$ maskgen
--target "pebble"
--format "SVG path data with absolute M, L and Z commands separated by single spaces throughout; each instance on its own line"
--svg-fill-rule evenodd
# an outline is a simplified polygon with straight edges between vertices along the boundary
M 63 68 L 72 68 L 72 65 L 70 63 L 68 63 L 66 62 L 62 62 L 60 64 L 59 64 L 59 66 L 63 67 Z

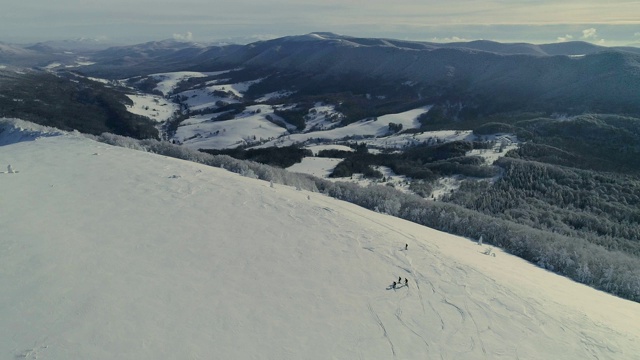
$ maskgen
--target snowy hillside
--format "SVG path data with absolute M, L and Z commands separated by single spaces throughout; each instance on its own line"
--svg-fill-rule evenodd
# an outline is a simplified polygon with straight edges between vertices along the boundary
M 640 304 L 499 249 L 223 169 L 2 125 L 0 359 L 640 354 Z

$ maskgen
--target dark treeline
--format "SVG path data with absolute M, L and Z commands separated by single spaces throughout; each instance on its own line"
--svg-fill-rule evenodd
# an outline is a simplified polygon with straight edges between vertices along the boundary
M 0 78 L 0 116 L 61 130 L 158 138 L 155 124 L 127 111 L 121 91 L 71 73 L 28 72 Z
M 223 150 L 202 149 L 200 151 L 212 155 L 229 155 L 236 159 L 251 160 L 279 168 L 288 168 L 295 163 L 301 162 L 304 157 L 313 155 L 311 150 L 303 149 L 297 145 L 248 150 L 238 148 Z
M 397 175 L 427 182 L 447 175 L 478 178 L 496 176 L 498 169 L 486 166 L 483 158 L 465 155 L 474 149 L 474 144 L 455 141 L 440 145 L 419 145 L 405 149 L 402 153 L 387 154 L 369 154 L 366 151 L 336 153 L 335 150 L 326 150 L 319 152 L 318 156 L 344 157 L 344 160 L 336 165 L 331 177 L 349 177 L 360 173 L 365 177 L 382 178 L 382 173 L 374 170 L 376 166 L 386 166 Z M 477 145 L 485 148 L 480 143 Z
M 640 256 L 640 181 L 502 158 L 493 185 L 467 181 L 445 201 Z

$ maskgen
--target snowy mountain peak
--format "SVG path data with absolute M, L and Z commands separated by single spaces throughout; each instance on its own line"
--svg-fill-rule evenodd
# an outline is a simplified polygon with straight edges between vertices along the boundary
M 0 123 L 0 358 L 640 353 L 639 304 L 500 249 L 79 134 L 7 141 L 52 133 L 23 125 Z

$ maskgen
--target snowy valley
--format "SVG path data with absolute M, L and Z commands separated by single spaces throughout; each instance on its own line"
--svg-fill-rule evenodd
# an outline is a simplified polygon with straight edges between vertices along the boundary
M 2 358 L 640 353 L 638 303 L 499 248 L 224 169 L 2 124 L 0 158 L 17 171 L 0 174 Z

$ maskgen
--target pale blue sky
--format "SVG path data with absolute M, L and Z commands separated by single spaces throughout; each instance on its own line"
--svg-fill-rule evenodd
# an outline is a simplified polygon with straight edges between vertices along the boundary
M 78 37 L 208 42 L 330 31 L 422 41 L 640 43 L 640 1 L 21 0 L 0 5 L 0 41 Z

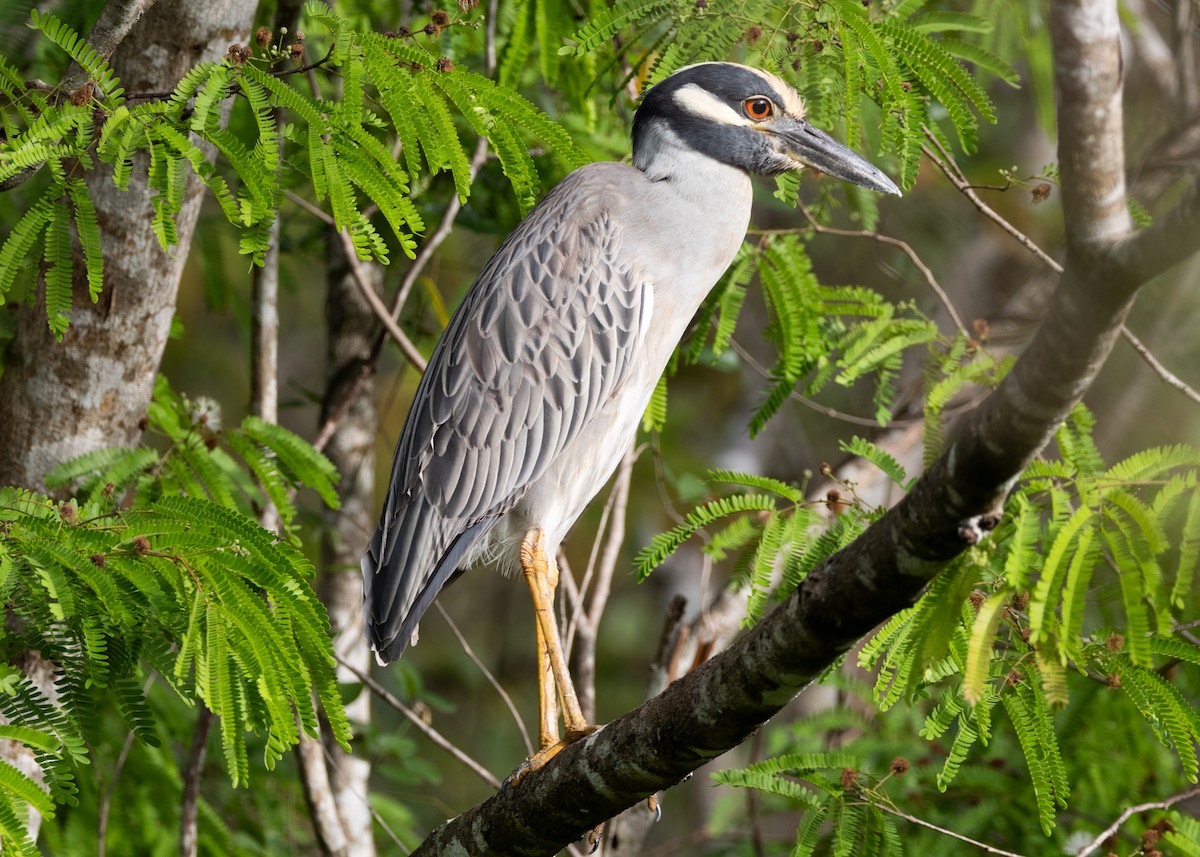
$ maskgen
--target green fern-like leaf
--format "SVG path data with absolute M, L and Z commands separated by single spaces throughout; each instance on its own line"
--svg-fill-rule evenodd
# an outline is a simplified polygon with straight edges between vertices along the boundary
M 36 8 L 30 11 L 29 25 L 35 30 L 41 30 L 47 38 L 78 62 L 84 73 L 91 78 L 102 98 L 114 107 L 121 103 L 124 90 L 116 74 L 113 73 L 100 52 L 80 38 L 79 34 L 53 14 L 38 12 Z
M 655 535 L 650 544 L 637 553 L 637 558 L 634 561 L 637 579 L 644 580 L 649 576 L 650 571 L 661 565 L 679 549 L 679 545 L 695 535 L 698 529 L 738 513 L 774 511 L 775 503 L 773 497 L 763 495 L 734 495 L 697 507 L 684 517 L 683 523 L 666 533 Z
M 622 29 L 662 17 L 672 6 L 671 0 L 622 0 L 589 18 L 588 23 L 571 37 L 575 47 L 559 48 L 559 53 L 574 53 L 576 56 L 590 53 L 607 43 Z
M 43 280 L 46 283 L 46 319 L 50 332 L 60 337 L 71 324 L 67 314 L 71 311 L 71 212 L 66 199 L 60 196 L 62 187 L 55 188 L 54 204 L 50 206 L 50 218 L 46 224 L 46 263 Z

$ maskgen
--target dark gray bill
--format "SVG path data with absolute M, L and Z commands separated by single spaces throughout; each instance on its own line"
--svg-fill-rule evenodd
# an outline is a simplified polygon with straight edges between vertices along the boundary
M 814 169 L 880 193 L 901 196 L 900 188 L 883 174 L 883 170 L 869 163 L 858 152 L 844 146 L 824 131 L 815 128 L 803 120 L 790 122 L 786 128 L 776 125 L 773 131 L 782 138 L 784 145 L 792 157 Z

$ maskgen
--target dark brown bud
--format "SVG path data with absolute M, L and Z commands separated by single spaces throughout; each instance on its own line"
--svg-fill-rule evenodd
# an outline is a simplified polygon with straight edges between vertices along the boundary
M 74 92 L 71 94 L 71 103 L 74 104 L 76 107 L 83 107 L 89 101 L 91 101 L 92 92 L 95 91 L 96 91 L 96 84 L 89 80 L 83 86 L 80 86 Z

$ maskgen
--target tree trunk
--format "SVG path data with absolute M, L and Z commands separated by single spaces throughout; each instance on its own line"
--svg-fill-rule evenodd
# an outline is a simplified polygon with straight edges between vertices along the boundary
M 257 0 L 162 0 L 120 41 L 101 46 L 127 92 L 174 88 L 193 65 L 222 56 L 248 38 Z M 106 31 L 107 32 L 107 31 Z M 179 214 L 179 246 L 164 252 L 151 224 L 146 158 L 134 160 L 128 191 L 119 191 L 106 164 L 88 176 L 104 250 L 104 292 L 96 304 L 77 296 L 71 328 L 55 342 L 42 301 L 19 311 L 17 335 L 0 376 L 0 485 L 41 489 L 55 465 L 112 445 L 132 445 L 154 391 L 154 378 L 175 312 L 179 278 L 200 209 L 192 178 Z M 76 260 L 76 295 L 86 294 Z M 53 691 L 54 665 L 26 653 L 23 669 Z M 49 696 L 54 699 L 54 696 Z M 23 759 L 22 756 L 26 756 Z M 29 771 L 28 748 L 6 742 L 0 757 Z M 36 767 L 36 765 L 35 765 Z M 41 819 L 30 817 L 37 838 Z
M 113 54 L 127 92 L 172 89 L 204 60 L 248 40 L 256 0 L 161 0 Z M 100 164 L 88 176 L 104 248 L 104 292 L 96 304 L 76 282 L 71 328 L 55 342 L 43 306 L 23 307 L 0 377 L 0 484 L 41 487 L 46 472 L 83 453 L 138 439 L 167 344 L 180 274 L 200 209 L 203 186 L 188 181 L 179 212 L 179 246 L 158 246 L 151 226 L 146 158 L 134 160 L 128 191 Z M 76 264 L 77 275 L 83 265 Z
M 371 669 L 371 653 L 362 629 L 359 558 L 366 550 L 374 525 L 374 438 L 379 415 L 374 402 L 373 370 L 367 382 L 358 379 L 364 364 L 370 360 L 378 323 L 354 282 L 342 245 L 334 233 L 330 233 L 329 247 L 329 295 L 325 302 L 329 341 L 322 421 L 342 408 L 337 430 L 325 447 L 325 455 L 341 474 L 338 492 L 342 508 L 340 511 L 326 513 L 328 526 L 322 546 L 322 599 L 329 610 L 337 657 L 367 672 Z M 362 268 L 371 277 L 371 284 L 378 289 L 383 281 L 383 269 L 374 264 Z M 343 402 L 347 395 L 349 400 Z M 340 682 L 358 681 L 343 666 L 338 666 L 337 678 Z M 350 700 L 346 706 L 346 714 L 353 723 L 370 723 L 371 694 L 364 690 Z M 332 768 L 330 784 L 337 814 L 346 831 L 348 853 L 354 857 L 373 857 L 376 849 L 371 831 L 371 808 L 367 804 L 371 762 L 361 755 L 350 756 L 337 745 L 329 748 L 329 760 Z

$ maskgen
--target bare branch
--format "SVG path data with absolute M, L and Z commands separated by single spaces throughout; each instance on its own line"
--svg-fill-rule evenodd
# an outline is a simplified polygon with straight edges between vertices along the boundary
M 925 136 L 937 146 L 942 157 L 934 155 L 928 146 L 922 146 L 925 156 L 937 164 L 937 168 L 942 170 L 962 196 L 970 199 L 984 216 L 1015 238 L 1022 247 L 1044 262 L 1046 266 L 1057 274 L 1062 274 L 1062 265 L 1058 262 L 1051 258 L 1025 233 L 979 199 L 972 186 L 966 184 L 966 179 L 962 176 L 958 163 L 942 148 L 937 138 L 929 132 L 929 128 L 925 128 Z M 1181 200 L 1164 221 L 1166 224 L 1159 224 L 1158 227 L 1139 232 L 1114 250 L 1116 263 L 1128 269 L 1129 276 L 1136 277 L 1139 282 L 1182 262 L 1194 250 L 1194 236 L 1200 230 L 1200 222 L 1198 222 L 1200 221 L 1200 191 L 1198 191 L 1198 185 L 1194 184 L 1192 186 L 1188 197 Z M 1188 398 L 1200 402 L 1200 394 L 1166 368 L 1128 328 L 1122 328 L 1121 335 L 1166 384 L 1174 386 Z
M 354 274 L 354 281 L 359 284 L 359 288 L 362 289 L 362 296 L 367 299 L 368 304 L 371 304 L 371 310 L 383 323 L 383 326 L 386 328 L 388 332 L 391 334 L 391 338 L 394 338 L 396 344 L 400 346 L 400 350 L 404 353 L 408 361 L 419 371 L 424 372 L 426 365 L 425 358 L 416 349 L 416 346 L 413 344 L 413 341 L 408 338 L 408 335 L 400 329 L 400 325 L 397 325 L 396 320 L 391 317 L 391 312 L 388 311 L 388 307 L 384 306 L 379 295 L 376 294 L 376 290 L 371 287 L 371 280 L 362 270 L 362 263 L 359 262 L 358 251 L 354 248 L 354 240 L 350 238 L 350 233 L 342 229 L 338 234 L 342 236 L 342 246 L 346 248 L 346 258 L 350 264 L 350 271 Z
M 379 684 L 379 682 L 377 682 L 376 679 L 373 679 L 366 672 L 362 672 L 361 670 L 359 670 L 353 664 L 349 664 L 349 663 L 342 660 L 341 658 L 337 658 L 336 655 L 335 655 L 335 659 L 337 660 L 337 663 L 341 666 L 343 666 L 347 670 L 349 670 L 350 672 L 353 672 L 358 677 L 358 679 L 360 682 L 362 682 L 371 690 L 371 693 L 373 693 L 376 696 L 378 696 L 385 705 L 390 706 L 391 708 L 395 708 L 397 712 L 400 712 L 406 718 L 408 718 L 408 721 L 412 723 L 414 726 L 416 726 L 416 729 L 420 732 L 422 732 L 426 738 L 428 738 L 430 741 L 432 741 L 434 744 L 437 744 L 443 750 L 445 750 L 446 753 L 449 753 L 451 756 L 454 756 L 455 759 L 457 759 L 460 762 L 462 762 L 463 765 L 466 765 L 468 768 L 470 768 L 472 771 L 474 771 L 475 774 L 481 780 L 484 780 L 487 785 L 492 786 L 493 789 L 499 789 L 500 787 L 500 780 L 497 779 L 496 775 L 492 774 L 491 771 L 488 771 L 482 765 L 480 765 L 479 762 L 476 762 L 474 759 L 472 759 L 470 756 L 468 756 L 466 753 L 463 753 L 462 750 L 460 750 L 458 747 L 452 741 L 450 741 L 444 735 L 442 735 L 436 729 L 433 729 L 427 723 L 425 723 L 425 720 L 422 720 L 421 717 L 416 712 L 414 712 L 412 708 L 409 708 L 403 702 L 401 702 L 398 699 L 396 699 L 396 696 L 394 696 L 388 690 L 388 688 L 385 688 L 382 684 Z M 578 838 L 578 837 L 576 837 L 576 838 Z
M 1194 389 L 1188 386 L 1187 382 L 1160 364 L 1158 358 L 1151 354 L 1150 349 L 1142 344 L 1141 340 L 1133 335 L 1133 331 L 1130 331 L 1129 328 L 1121 328 L 1121 336 L 1124 337 L 1126 342 L 1133 346 L 1135 352 L 1141 354 L 1141 359 L 1150 364 L 1150 367 L 1154 370 L 1164 382 L 1174 386 L 1196 404 L 1200 404 L 1200 392 L 1196 392 Z
M 908 815 L 907 813 L 902 813 L 899 809 L 889 807 L 886 803 L 872 801 L 871 805 L 882 809 L 884 813 L 894 815 L 898 819 L 904 819 L 905 821 L 912 822 L 913 825 L 919 825 L 922 827 L 929 828 L 930 831 L 936 831 L 941 833 L 943 837 L 950 837 L 952 839 L 958 839 L 961 843 L 968 843 L 971 845 L 974 845 L 977 849 L 980 849 L 986 853 L 1000 855 L 1000 857 L 1025 857 L 1024 855 L 1019 855 L 1015 851 L 1004 851 L 1004 849 L 997 849 L 994 845 L 988 845 L 988 843 L 980 843 L 978 839 L 972 839 L 971 837 L 964 837 L 961 833 L 955 833 L 954 831 L 950 831 L 946 827 L 938 827 L 937 825 L 925 821 L 924 819 L 918 819 L 916 815 Z
M 108 0 L 100 18 L 96 19 L 96 25 L 88 34 L 88 44 L 107 60 L 154 4 L 155 0 Z M 72 62 L 67 73 L 62 76 L 61 86 L 65 90 L 73 90 L 86 82 L 83 68 Z
M 187 751 L 187 765 L 184 767 L 184 804 L 179 819 L 180 857 L 196 857 L 199 847 L 196 819 L 200 801 L 200 774 L 204 773 L 204 749 L 212 726 L 212 712 L 204 705 L 199 709 L 196 730 L 192 732 L 192 747 Z
M 1187 791 L 1180 792 L 1178 795 L 1172 795 L 1171 797 L 1164 801 L 1154 801 L 1152 803 L 1139 803 L 1136 807 L 1129 807 L 1123 813 L 1121 813 L 1121 815 L 1117 816 L 1116 821 L 1114 821 L 1111 825 L 1104 828 L 1104 832 L 1100 833 L 1100 835 L 1098 835 L 1091 843 L 1088 843 L 1079 851 L 1076 851 L 1075 857 L 1087 857 L 1087 855 L 1094 852 L 1097 849 L 1104 845 L 1104 843 L 1108 841 L 1110 837 L 1115 837 L 1117 834 L 1117 831 L 1121 829 L 1121 825 L 1129 821 L 1129 819 L 1135 816 L 1138 813 L 1148 813 L 1152 809 L 1170 809 L 1175 804 L 1196 797 L 1198 795 L 1200 795 L 1200 786 L 1188 789 Z
M 487 679 L 487 683 L 491 684 L 492 688 L 496 689 L 496 693 L 499 694 L 500 699 L 504 700 L 504 705 L 508 707 L 509 714 L 512 715 L 512 721 L 517 725 L 517 730 L 521 732 L 521 741 L 524 742 L 526 753 L 533 754 L 533 741 L 529 739 L 529 730 L 526 729 L 524 720 L 521 719 L 521 714 L 517 712 L 517 707 L 512 702 L 512 697 L 509 696 L 509 691 L 504 689 L 504 685 L 497 681 L 496 676 L 492 675 L 492 671 L 488 670 L 484 661 L 479 659 L 479 655 L 475 654 L 475 649 L 473 649 L 470 643 L 467 642 L 467 637 L 464 637 L 462 631 L 458 630 L 458 625 L 455 623 L 449 611 L 442 606 L 442 601 L 434 601 L 433 606 L 438 609 L 438 612 L 442 613 L 442 618 L 445 619 L 448 625 L 450 625 L 450 630 L 458 640 L 458 645 L 470 659 L 470 663 L 484 673 L 484 678 Z
M 954 185 L 962 193 L 962 196 L 970 199 L 971 204 L 979 209 L 979 212 L 988 217 L 988 220 L 1016 239 L 1018 244 L 1042 259 L 1054 271 L 1062 274 L 1062 265 L 1060 265 L 1049 253 L 1042 250 L 1042 247 L 1034 244 L 1028 235 L 996 214 L 995 209 L 979 198 L 979 194 L 974 192 L 974 188 L 967 182 L 966 178 L 964 178 L 962 172 L 959 169 L 959 164 L 955 163 L 954 158 L 950 157 L 946 149 L 942 148 L 941 142 L 934 133 L 930 132 L 929 128 L 925 128 L 925 137 L 928 137 L 934 145 L 937 146 L 937 150 L 941 152 L 941 157 L 935 155 L 932 149 L 928 145 L 923 145 L 920 148 L 922 152 L 924 152 L 925 157 L 932 161 L 934 164 L 942 170 L 942 174 L 949 179 L 950 184 Z
M 892 235 L 884 235 L 878 232 L 869 232 L 866 229 L 835 229 L 833 227 L 822 226 L 817 223 L 816 218 L 812 216 L 812 212 L 809 211 L 808 206 L 804 203 L 799 203 L 798 208 L 804 214 L 804 217 L 809 221 L 809 226 L 812 227 L 812 230 L 821 235 L 840 235 L 842 238 L 868 238 L 872 241 L 878 241 L 880 244 L 887 244 L 889 246 L 900 250 L 905 256 L 908 257 L 908 260 L 912 262 L 913 266 L 918 271 L 920 271 L 920 275 L 925 277 L 925 283 L 929 286 L 929 289 L 937 295 L 937 299 L 940 301 L 942 301 L 942 307 L 946 310 L 946 314 L 950 317 L 952 322 L 954 322 L 954 326 L 959 329 L 959 332 L 962 334 L 964 336 L 970 336 L 966 325 L 962 324 L 962 319 L 959 317 L 958 310 L 954 308 L 954 304 L 950 301 L 950 296 L 946 294 L 946 289 L 943 289 L 941 284 L 938 284 L 937 278 L 934 276 L 934 272 L 929 270 L 929 265 L 926 265 L 924 262 L 920 260 L 920 257 L 917 256 L 917 251 L 913 250 L 907 241 L 901 241 L 899 238 L 892 238 Z
M 1129 235 L 1121 20 L 1115 2 L 1050 5 L 1067 252 L 1088 258 Z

━━━━━━

__Exercise aim__: Change "simplified" to "rough" wherever it appears in the stretch from the start of the records through the line containing "M 640 304 L", keeping everything else the same. Leave the pictures out of your answer.

__Solution to this problem__:
$ maskgen
--target "pebble"
--format "SVG path data with absolute M, L and Z commands separated by single spaces throughout; each instance on its own line"
--svg-fill-rule evenodd
# an outline is a rough polygon with straight edges between vertices along the boundary
M 63 68 L 72 68 L 72 65 L 70 63 L 68 63 L 66 62 L 62 62 L 60 64 L 59 64 L 59 66 L 63 67 Z

$ maskgen
--target snowy hillside
--format "SVG path data with absolute M, L and Z commands separated by single spaces throughout; each instance on its own line"
--svg-fill-rule evenodd
# an outline is a rough polygon with straight edges between vertices along the boundary
M 640 304 L 499 249 L 223 169 L 2 125 L 0 359 L 640 354 Z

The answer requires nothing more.